━━━━━ Document extract

Sponsored Content
Top Forums Shell Programming and Scripting Find keywords in multiple log files Post 302975064 by Don Cragun on Tuesday 7th of June 2016 09:52:33 PM
Old 06-07-2016
I'm disappointed that you have chosen not to answer any of my questions (which would have helped give you code that might work for you), but maybe this will give you something you can adapt to your needs. It makes some wild assumptions based on sample input files you have provided in this thread, sample output files you have provided in this thread, sample code segments you have provided in this thread, statements you have made in this thread, and me reading a lot in between the lines:
  1. The input files you want to process are in the directory /tmp/log.
  2. The output file you want to produce should be placed in the directory /tmp/log.
  3. The name of the output file you want to produce is either file.txt or progflag.txt. (The following script uses the name progflag.txt.)
  4. You do not want to process your output file as an input file. (The following script ignores both file.txt and progflag.txt as input files.)
  5. All files in the directory /tmp/log whose names end with the string .txt (other than the two mentioned possible output files) are to be processed as input files.
  6. Your input files might or might not have DOS (CR-LF) line terminators instead of UNIX (LF) line terminators. If CR-LF line terminators are present, the CR should be removed before further processing an input line.
  7. Your input files might not have a line terminator on the last line. If an input file does not have a line terminator on the last line, a UNIX line terminator should be added.
  8. Your output file should be a properly formatted text file with UNIX line terminators.
  9. If an input file contains the string /SASFoundation/, an output line should be created in your output file with the string SASFoundation as the 3rd field in that line.

━━━━━━━━━━
━━━━━ Supplied information

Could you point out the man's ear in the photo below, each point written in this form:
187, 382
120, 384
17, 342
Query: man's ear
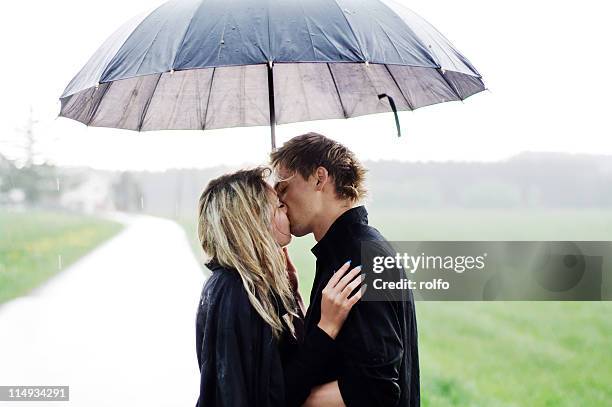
321, 178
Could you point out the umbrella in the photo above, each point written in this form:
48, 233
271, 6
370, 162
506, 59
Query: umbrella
209, 64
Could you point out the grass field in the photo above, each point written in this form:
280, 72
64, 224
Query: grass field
32, 242
502, 353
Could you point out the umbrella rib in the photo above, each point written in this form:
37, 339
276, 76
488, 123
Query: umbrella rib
99, 103
400, 89
148, 103
105, 71
337, 91
350, 28
450, 85
178, 50
208, 99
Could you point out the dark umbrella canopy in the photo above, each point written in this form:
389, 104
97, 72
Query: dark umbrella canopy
207, 64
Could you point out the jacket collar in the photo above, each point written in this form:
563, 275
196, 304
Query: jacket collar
337, 230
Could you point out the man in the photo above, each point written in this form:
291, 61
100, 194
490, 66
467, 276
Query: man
375, 357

━━━━━━━━━━

◆ Prompt: Pick up the forum post about finding keywords in multiple log files after its last numbered point and keep writing it. The lines aren't needed here.

◆ Exercise response:
  10. If an input file contains a line matching the ERE ^MEMSIZE *= *[^;]*;{0,1}, an output line should be created in your output file with the string matched by the [^;]* portion of that ERE as the 1st field in that line.
  11. If an input line contains three words and the 1st word is real, and 2nd word is time, and the 3rd word matches the ERE [0-9]+:[0-9]{2}:[0-9]{2} (where the leading digit(s) represent hours, the middle digits represent minutes, and the last digits represent seconds) and the elapsed time represented by the 3rd word is greater than 5 hours; an output line should be created in your output file with the 3rd word (with a leading zero prepended if there is only one leading digit in that word) as the 2nd field in that line.
  12. If more than one line matching any one of the above three criteria would cause an output line to be created, the last line encountered in an input file meeting that criteria is the one used to determine what appears in the output line.
  13. If more than one of the criteria is found in a single input file, only one line of output should be produced for that input file and the 4th field in that output line should be the name of the input file from which that data was extracted.
Code:
#!/bin/bash
cd /tmp/log
for f in *.txt
do	# Skip output files
	[ "$f" = "file.txt" ] && continue
	[ "$f" = "progflag.txt" ] && continue

	# Add a header line for each remaining file to be processed, copy the
	# file to awk's standard input, and add a line terminator to the end of
	# each input file...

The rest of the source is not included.